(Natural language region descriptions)

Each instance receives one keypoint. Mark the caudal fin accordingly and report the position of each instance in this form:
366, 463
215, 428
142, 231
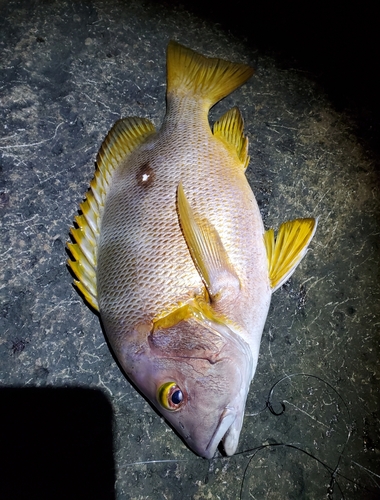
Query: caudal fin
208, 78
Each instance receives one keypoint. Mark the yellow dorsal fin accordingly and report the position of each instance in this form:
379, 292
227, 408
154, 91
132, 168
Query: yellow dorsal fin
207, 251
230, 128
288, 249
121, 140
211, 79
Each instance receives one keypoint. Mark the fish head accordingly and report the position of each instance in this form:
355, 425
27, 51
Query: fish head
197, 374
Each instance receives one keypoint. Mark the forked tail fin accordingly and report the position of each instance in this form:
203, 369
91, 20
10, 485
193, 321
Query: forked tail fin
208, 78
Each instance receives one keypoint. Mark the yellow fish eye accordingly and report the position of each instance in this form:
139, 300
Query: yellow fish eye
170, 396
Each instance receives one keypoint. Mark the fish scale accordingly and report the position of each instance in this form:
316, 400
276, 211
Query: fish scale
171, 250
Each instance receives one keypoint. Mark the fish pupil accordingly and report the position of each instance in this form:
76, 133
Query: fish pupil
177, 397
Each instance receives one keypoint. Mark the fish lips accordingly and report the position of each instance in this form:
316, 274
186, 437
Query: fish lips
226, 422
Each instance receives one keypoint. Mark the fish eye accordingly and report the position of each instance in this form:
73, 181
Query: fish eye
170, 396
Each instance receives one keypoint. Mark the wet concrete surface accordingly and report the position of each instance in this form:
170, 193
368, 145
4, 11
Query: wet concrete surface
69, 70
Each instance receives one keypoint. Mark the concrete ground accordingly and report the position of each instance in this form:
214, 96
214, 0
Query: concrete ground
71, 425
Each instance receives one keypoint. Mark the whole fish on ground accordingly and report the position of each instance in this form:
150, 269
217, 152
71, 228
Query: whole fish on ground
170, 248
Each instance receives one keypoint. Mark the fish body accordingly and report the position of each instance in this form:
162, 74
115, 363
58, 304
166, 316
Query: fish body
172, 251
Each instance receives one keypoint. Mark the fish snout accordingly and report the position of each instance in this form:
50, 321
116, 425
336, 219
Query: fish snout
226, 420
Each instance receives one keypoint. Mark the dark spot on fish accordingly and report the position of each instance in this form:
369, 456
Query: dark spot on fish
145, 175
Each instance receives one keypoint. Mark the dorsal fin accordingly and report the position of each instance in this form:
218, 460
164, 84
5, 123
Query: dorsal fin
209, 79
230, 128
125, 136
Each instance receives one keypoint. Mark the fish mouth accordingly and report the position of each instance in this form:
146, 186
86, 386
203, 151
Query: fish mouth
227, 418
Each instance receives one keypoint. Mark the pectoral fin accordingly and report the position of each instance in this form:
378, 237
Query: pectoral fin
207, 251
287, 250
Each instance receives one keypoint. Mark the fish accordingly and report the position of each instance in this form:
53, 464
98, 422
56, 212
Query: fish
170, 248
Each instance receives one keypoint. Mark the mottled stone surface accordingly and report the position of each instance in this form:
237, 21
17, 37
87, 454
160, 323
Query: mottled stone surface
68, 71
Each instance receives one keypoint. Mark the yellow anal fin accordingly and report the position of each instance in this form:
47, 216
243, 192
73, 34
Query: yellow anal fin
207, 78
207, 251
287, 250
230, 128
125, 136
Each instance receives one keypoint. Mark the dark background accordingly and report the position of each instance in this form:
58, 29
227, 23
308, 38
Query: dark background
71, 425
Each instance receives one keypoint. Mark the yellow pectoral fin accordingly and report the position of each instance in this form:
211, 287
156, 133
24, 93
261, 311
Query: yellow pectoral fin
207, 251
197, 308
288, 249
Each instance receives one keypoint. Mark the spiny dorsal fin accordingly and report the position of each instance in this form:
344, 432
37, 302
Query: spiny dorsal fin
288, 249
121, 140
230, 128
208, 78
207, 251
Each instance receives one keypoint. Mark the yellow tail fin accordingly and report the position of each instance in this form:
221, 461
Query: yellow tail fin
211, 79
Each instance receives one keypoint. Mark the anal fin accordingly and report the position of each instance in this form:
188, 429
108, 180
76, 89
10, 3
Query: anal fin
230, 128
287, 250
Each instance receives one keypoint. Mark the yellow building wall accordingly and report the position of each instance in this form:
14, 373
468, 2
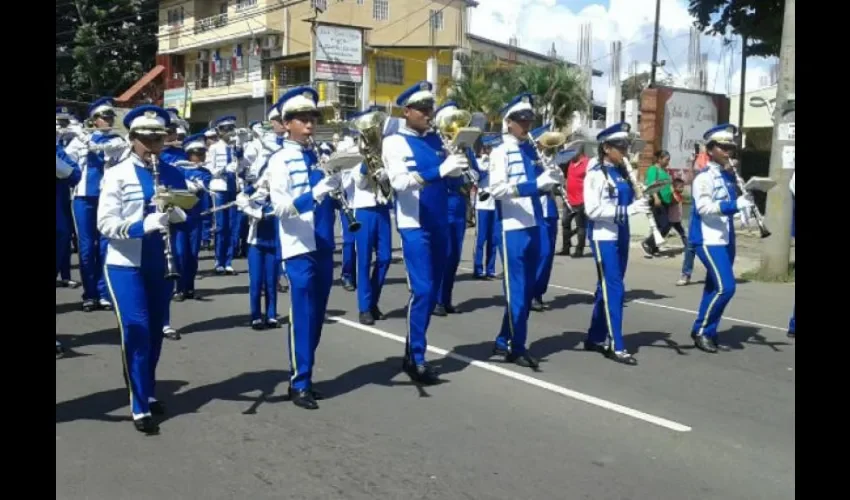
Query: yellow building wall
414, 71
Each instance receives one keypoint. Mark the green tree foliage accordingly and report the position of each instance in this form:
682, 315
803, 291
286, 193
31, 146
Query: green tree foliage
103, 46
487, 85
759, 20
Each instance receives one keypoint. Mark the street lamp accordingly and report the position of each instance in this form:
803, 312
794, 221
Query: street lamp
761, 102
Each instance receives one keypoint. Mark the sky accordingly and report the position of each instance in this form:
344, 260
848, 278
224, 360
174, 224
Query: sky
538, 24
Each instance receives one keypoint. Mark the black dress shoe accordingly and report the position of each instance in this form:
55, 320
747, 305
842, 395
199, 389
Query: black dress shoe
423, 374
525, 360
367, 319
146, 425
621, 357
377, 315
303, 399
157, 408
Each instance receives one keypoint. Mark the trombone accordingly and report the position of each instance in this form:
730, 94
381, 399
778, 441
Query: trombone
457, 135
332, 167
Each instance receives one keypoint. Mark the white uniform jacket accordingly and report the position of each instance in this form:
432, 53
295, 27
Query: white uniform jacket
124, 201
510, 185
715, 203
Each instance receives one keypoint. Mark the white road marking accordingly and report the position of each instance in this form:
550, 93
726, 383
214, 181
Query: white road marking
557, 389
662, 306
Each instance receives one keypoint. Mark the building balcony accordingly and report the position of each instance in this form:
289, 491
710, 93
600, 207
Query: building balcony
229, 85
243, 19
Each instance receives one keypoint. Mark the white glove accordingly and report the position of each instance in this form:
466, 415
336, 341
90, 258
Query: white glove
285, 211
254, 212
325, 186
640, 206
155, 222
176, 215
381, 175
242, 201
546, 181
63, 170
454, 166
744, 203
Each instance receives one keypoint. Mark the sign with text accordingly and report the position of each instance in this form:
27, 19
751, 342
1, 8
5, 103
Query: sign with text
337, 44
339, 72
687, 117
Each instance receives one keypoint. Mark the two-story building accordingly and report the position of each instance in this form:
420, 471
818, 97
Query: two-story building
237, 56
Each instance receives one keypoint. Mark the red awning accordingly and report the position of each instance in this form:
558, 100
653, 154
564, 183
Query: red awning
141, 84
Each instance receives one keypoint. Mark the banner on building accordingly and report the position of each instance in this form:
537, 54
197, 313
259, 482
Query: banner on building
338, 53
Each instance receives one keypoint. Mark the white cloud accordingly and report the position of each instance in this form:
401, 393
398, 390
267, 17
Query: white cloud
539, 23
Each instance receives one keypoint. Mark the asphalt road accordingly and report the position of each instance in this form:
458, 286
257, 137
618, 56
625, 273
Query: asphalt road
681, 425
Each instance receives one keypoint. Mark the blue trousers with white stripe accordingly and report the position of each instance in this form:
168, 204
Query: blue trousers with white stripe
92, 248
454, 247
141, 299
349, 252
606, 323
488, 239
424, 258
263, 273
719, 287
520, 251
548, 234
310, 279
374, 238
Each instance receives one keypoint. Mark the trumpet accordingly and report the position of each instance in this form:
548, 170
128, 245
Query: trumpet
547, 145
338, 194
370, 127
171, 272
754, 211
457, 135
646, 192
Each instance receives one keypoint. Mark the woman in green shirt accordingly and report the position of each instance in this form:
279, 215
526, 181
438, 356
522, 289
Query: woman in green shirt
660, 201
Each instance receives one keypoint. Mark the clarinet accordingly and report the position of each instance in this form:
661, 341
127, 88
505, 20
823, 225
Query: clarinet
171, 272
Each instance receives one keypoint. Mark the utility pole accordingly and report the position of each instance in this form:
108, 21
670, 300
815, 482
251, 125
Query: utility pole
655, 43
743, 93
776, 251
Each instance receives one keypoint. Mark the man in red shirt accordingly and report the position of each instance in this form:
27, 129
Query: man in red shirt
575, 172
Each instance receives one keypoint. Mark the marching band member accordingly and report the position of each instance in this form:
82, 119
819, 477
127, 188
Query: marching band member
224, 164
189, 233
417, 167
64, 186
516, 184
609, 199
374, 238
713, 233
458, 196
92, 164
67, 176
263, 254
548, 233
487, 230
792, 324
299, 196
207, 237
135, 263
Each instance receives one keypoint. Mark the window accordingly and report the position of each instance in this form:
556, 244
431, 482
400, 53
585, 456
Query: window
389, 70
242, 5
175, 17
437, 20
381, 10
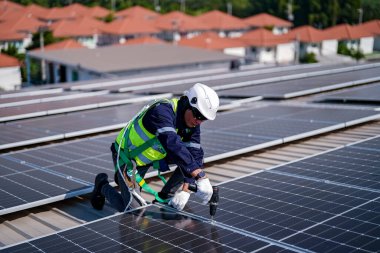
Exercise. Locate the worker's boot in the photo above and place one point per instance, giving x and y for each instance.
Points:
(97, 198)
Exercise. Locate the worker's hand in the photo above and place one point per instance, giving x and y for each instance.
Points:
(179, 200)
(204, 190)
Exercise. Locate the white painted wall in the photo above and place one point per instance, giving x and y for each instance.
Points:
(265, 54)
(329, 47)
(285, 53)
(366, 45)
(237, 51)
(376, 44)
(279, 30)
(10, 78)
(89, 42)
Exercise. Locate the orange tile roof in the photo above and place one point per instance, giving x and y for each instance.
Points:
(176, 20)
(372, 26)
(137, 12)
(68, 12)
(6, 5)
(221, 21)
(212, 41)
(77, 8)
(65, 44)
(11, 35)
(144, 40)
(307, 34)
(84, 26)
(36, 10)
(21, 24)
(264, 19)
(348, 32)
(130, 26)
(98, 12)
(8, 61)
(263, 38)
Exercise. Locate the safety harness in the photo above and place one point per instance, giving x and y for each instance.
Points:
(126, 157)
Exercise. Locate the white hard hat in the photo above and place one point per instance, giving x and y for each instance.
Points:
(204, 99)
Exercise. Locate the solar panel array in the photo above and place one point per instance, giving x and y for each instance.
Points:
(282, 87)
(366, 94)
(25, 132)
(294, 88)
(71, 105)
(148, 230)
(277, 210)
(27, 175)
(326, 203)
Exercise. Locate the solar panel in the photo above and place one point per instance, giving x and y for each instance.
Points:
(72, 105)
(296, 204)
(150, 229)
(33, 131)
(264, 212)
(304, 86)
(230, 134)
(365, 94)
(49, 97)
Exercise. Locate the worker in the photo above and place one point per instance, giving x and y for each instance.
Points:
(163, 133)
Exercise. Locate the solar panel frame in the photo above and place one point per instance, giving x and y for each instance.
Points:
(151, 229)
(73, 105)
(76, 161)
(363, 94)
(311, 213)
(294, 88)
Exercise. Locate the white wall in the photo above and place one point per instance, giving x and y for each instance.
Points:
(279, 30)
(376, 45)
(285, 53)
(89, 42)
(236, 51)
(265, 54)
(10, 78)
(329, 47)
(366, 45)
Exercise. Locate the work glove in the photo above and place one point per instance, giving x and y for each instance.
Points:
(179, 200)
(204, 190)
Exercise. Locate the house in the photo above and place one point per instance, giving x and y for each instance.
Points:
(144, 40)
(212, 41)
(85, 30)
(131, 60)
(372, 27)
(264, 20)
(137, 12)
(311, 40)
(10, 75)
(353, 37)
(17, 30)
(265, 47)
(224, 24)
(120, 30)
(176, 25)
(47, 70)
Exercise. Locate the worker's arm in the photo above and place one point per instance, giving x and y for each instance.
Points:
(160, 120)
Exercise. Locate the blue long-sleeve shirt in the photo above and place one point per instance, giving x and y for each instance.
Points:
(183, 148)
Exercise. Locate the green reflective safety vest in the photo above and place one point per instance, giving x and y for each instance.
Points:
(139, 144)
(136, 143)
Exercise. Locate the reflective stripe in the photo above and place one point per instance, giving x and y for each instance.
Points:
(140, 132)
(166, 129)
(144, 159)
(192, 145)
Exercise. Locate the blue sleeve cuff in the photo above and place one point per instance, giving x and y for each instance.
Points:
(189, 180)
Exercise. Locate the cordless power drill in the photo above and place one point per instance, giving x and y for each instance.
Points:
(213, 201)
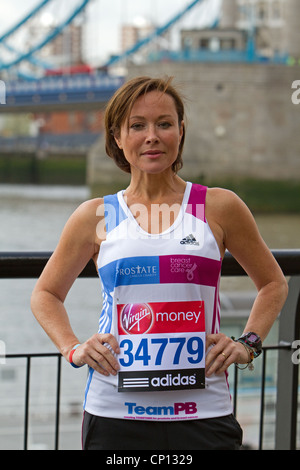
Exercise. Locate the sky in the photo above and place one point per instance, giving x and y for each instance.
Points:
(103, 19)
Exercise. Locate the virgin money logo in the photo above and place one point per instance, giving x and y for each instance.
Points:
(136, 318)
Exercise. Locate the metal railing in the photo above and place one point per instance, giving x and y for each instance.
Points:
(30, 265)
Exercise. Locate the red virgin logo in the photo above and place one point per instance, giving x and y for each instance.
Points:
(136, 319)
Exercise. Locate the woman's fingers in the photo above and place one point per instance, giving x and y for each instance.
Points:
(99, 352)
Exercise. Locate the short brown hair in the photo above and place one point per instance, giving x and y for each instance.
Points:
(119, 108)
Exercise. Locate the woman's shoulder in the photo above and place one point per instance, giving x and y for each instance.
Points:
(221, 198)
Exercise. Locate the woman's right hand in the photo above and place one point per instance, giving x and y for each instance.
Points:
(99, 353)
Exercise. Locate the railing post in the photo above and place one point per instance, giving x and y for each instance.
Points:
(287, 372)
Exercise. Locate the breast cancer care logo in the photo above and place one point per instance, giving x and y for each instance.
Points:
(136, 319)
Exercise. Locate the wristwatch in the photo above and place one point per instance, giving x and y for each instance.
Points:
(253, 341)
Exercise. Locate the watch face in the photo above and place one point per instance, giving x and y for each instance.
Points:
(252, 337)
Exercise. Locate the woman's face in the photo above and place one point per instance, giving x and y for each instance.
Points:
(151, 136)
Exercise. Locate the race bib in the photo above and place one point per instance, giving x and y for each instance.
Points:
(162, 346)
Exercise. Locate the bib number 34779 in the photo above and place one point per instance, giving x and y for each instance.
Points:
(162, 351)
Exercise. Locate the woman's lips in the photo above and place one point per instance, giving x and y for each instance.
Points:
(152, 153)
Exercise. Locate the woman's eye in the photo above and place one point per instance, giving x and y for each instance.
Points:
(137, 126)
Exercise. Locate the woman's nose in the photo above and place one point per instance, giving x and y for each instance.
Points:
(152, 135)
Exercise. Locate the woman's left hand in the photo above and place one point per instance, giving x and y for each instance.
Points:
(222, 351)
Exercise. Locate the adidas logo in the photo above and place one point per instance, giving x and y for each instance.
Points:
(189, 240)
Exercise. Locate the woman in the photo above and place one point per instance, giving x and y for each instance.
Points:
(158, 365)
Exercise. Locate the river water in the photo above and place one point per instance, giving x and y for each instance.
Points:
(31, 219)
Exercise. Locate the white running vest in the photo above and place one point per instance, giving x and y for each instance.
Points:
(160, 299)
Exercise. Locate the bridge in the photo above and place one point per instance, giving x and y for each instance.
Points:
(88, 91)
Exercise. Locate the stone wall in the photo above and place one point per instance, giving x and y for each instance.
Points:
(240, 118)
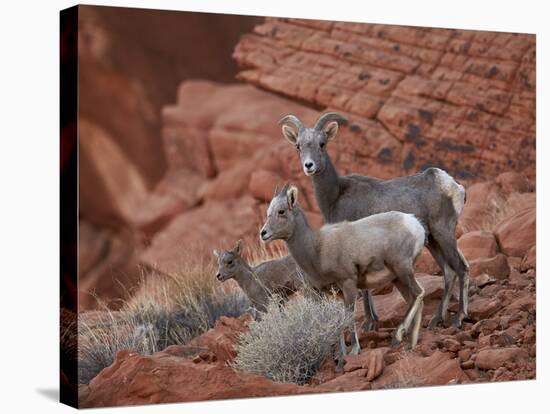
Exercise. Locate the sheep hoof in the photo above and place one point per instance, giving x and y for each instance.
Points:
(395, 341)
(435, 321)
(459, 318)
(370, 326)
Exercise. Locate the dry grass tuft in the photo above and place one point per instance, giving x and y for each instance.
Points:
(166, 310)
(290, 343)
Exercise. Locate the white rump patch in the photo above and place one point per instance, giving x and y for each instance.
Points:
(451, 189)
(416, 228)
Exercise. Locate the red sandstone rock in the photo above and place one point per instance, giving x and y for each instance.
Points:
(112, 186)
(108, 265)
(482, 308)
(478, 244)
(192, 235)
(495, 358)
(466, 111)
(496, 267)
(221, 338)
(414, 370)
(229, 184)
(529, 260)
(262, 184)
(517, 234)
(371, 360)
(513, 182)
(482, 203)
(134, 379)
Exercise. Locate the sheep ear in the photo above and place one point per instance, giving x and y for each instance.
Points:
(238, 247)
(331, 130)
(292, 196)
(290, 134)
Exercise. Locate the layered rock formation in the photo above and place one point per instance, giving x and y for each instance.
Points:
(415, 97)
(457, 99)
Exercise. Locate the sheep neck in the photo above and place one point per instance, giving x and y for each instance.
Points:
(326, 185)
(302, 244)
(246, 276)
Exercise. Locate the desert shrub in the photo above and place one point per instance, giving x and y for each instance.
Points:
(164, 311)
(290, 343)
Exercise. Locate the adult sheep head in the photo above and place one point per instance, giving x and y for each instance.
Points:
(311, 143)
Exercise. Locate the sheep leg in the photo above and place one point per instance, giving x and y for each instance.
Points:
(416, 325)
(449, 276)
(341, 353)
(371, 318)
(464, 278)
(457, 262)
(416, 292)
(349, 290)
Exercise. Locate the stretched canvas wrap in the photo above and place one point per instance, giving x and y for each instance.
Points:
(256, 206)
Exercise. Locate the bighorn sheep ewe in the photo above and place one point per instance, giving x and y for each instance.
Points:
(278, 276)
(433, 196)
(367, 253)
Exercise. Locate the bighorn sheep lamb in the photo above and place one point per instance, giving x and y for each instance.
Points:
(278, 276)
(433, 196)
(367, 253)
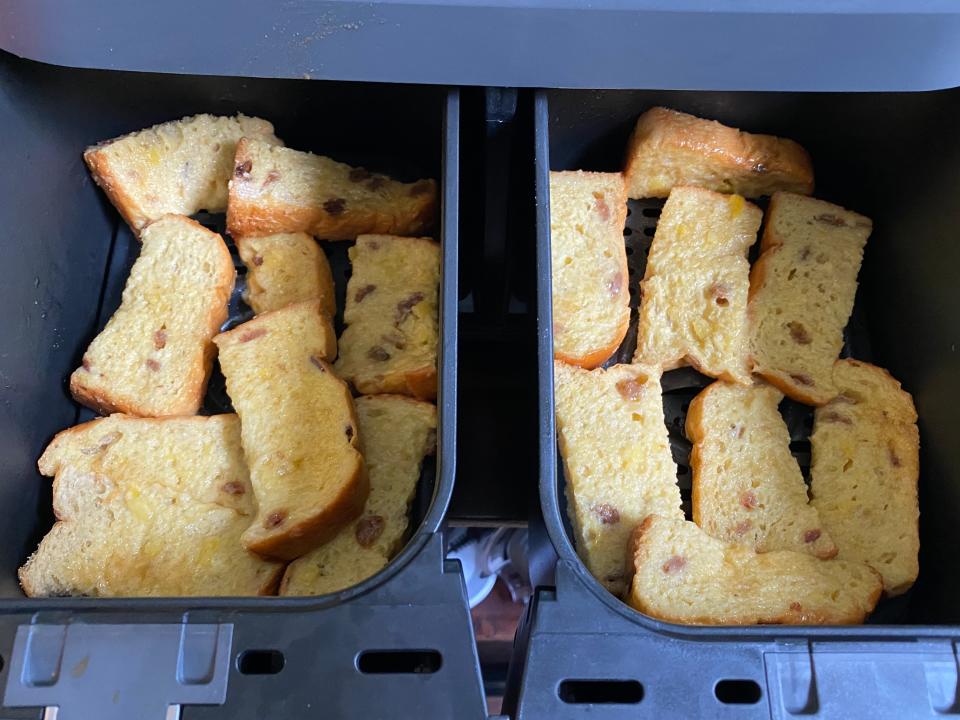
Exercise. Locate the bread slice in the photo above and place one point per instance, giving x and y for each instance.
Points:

(Task objective): From the records above, return exactly the lines running from the one that contains "Each instance receives one keypoint. Mark the utility" down to the one that contains "Exercise. Locate the white painted", both included, without any pictures.

(Solution below):
Each instance receives one keypoint. Mark the utility pole accordingly and report the position of each instance in this form:
108, 21
670, 300
815, 482
251, 125
Query: utility pole
655, 43
743, 93
776, 251
Each instance receives one keypoint. Mark the man in red shirt accordingly and report the position of each instance in this form:
27, 129
Query: man in red shirt
575, 172
Each instance receives one keypoint. Mark the marching band member accordingly and report the position of each instance in this form:
82, 119
819, 477
127, 188
Query: marching band member
224, 164
189, 233
417, 167
64, 186
516, 184
609, 199
374, 238
713, 233
458, 196
92, 164
67, 176
263, 254
548, 233
487, 230
792, 324
299, 196
207, 237
135, 263
Each instance receives one keypoint. Mark the window accordingly and report the position of each instance in this form:
556, 244
431, 482
400, 53
585, 456
Query: window
389, 70
242, 5
175, 17
437, 20
381, 10
Exercise. Locate the worker's boot in the photo above and place one point per instance, giving x and y for each instance.
Points:
(97, 198)
Exercise. Locate the worker's hand in the photo above and place one point per instance, giving x and y for each instance.
Points:
(179, 200)
(204, 190)
Exercise. Locate the white painted wall in the photo above and place one point per instance, giving x and y for each instance.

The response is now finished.